What you need to do
For the entries below, repeat exactly each line starting with the one that contains "target: blue sky" and going on through the one that contains "Trace the outline of every instance of the blue", and no others.

Data for processing
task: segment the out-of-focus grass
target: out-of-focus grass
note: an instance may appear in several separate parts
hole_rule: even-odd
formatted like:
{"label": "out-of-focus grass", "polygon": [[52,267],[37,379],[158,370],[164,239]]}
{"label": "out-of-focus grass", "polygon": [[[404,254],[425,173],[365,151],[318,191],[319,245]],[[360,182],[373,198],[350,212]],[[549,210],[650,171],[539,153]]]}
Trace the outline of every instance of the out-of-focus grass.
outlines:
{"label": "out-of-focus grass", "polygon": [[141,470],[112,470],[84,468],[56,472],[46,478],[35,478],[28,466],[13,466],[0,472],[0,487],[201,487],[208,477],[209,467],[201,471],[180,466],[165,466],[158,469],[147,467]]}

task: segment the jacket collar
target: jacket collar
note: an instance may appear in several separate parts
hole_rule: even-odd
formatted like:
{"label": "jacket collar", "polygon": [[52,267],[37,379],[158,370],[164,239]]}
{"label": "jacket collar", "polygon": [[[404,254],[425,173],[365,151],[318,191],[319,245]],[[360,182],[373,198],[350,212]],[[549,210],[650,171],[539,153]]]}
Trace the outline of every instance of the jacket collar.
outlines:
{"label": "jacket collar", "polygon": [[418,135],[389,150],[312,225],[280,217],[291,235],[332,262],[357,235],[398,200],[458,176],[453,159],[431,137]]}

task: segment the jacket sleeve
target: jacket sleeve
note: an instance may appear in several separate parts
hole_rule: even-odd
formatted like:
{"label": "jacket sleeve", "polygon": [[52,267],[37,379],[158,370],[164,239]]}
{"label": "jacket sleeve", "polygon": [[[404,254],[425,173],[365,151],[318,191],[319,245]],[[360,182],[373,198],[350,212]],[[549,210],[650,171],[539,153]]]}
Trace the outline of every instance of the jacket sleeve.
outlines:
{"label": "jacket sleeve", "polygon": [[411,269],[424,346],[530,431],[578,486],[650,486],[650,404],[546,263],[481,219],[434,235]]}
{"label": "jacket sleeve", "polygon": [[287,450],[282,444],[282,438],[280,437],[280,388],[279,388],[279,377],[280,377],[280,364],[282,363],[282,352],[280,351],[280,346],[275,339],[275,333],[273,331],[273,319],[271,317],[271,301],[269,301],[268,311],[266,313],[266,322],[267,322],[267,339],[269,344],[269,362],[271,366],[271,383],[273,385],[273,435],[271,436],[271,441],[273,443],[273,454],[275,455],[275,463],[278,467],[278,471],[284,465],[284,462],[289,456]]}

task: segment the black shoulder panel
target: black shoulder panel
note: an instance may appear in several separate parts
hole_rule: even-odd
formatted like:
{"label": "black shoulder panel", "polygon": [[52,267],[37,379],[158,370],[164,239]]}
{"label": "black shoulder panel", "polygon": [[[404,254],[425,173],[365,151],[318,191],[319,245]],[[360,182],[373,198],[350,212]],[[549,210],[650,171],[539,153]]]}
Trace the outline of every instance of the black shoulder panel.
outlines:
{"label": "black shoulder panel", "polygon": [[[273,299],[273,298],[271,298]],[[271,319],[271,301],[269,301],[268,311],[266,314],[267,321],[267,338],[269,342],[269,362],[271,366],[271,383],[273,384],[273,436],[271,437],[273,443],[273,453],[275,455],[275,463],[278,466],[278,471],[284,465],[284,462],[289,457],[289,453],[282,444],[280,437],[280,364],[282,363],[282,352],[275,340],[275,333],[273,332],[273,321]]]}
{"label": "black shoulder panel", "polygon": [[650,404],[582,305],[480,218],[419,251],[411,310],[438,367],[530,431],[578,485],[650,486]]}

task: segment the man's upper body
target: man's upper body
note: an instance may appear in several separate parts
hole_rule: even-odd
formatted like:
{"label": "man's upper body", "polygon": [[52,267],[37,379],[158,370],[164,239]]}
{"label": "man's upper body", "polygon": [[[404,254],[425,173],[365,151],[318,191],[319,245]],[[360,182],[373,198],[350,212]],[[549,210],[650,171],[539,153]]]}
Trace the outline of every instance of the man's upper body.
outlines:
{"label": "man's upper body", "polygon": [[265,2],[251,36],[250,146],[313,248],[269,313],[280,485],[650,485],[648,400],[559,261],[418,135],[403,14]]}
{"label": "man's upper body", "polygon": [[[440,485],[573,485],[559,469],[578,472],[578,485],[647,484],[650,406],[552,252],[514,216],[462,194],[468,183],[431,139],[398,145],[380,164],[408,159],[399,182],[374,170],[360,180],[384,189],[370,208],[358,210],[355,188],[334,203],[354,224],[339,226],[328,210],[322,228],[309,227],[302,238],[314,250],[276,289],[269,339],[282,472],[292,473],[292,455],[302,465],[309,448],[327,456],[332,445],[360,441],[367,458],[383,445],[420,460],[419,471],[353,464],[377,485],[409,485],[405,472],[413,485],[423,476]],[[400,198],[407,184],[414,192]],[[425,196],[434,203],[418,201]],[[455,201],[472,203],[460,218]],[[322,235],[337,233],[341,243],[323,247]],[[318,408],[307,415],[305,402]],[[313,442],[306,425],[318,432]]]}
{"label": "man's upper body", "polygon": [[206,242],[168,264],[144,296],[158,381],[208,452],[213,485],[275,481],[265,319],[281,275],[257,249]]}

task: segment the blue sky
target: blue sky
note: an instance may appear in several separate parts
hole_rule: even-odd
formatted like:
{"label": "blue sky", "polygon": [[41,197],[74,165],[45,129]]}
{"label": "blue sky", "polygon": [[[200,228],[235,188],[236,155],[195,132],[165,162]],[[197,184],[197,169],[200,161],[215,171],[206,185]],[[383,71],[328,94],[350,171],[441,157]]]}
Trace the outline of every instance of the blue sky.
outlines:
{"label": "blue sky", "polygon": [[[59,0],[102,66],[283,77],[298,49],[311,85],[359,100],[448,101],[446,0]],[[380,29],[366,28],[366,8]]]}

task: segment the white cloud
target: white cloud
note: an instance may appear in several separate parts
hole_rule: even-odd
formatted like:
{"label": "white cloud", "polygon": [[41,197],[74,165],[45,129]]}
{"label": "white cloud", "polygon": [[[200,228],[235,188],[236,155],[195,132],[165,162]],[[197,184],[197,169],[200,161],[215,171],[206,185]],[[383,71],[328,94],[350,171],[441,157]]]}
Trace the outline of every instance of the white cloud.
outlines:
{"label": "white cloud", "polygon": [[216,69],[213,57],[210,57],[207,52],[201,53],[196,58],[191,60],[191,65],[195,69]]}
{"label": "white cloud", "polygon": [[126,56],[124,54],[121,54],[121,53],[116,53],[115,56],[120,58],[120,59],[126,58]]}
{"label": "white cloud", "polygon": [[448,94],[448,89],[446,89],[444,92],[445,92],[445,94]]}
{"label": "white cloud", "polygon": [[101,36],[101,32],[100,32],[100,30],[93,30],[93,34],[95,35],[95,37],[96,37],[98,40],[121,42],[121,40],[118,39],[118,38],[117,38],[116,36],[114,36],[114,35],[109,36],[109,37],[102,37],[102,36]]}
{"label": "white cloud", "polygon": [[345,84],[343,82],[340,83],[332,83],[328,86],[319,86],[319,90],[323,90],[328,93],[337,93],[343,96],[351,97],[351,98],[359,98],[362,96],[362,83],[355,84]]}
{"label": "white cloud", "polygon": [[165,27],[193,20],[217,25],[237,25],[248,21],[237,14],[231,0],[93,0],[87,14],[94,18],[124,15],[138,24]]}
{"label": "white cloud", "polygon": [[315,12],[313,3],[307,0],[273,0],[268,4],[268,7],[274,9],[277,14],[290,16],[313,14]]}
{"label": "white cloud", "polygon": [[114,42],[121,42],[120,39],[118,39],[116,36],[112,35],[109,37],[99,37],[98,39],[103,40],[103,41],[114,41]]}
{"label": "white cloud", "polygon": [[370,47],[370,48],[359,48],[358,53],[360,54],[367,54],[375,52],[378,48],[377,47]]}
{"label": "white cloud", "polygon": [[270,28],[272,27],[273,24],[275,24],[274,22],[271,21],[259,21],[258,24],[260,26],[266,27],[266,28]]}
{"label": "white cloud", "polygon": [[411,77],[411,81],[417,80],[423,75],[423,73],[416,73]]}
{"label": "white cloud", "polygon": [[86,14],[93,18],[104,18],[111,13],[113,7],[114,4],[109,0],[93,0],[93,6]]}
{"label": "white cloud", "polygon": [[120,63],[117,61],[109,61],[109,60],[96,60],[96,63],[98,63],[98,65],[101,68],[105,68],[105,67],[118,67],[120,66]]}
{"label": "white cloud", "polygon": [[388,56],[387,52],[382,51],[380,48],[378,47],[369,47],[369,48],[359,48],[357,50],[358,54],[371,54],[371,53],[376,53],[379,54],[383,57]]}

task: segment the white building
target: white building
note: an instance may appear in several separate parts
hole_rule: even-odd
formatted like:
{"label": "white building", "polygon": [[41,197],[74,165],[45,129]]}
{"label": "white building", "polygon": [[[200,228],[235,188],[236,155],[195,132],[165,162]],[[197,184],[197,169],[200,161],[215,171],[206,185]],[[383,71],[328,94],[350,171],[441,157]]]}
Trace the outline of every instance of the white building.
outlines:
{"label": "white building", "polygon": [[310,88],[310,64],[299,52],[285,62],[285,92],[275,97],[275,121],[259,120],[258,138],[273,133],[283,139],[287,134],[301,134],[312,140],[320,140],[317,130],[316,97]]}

Task result
target: blue sky
note: an instance may appear in several separate parts
hole_rule: even-odd
formatted like:
{"label": "blue sky", "polygon": [[41,197],[74,165],[45,129]]}
{"label": "blue sky", "polygon": [[[200,228],[235,188],[236,155],[195,132],[165,162]],[[197,184],[197,169],[200,161],[215,171],[206,185]],[[383,71],[328,94],[350,171],[441,157]]]}
Trace the outline of every instance of the blue sky.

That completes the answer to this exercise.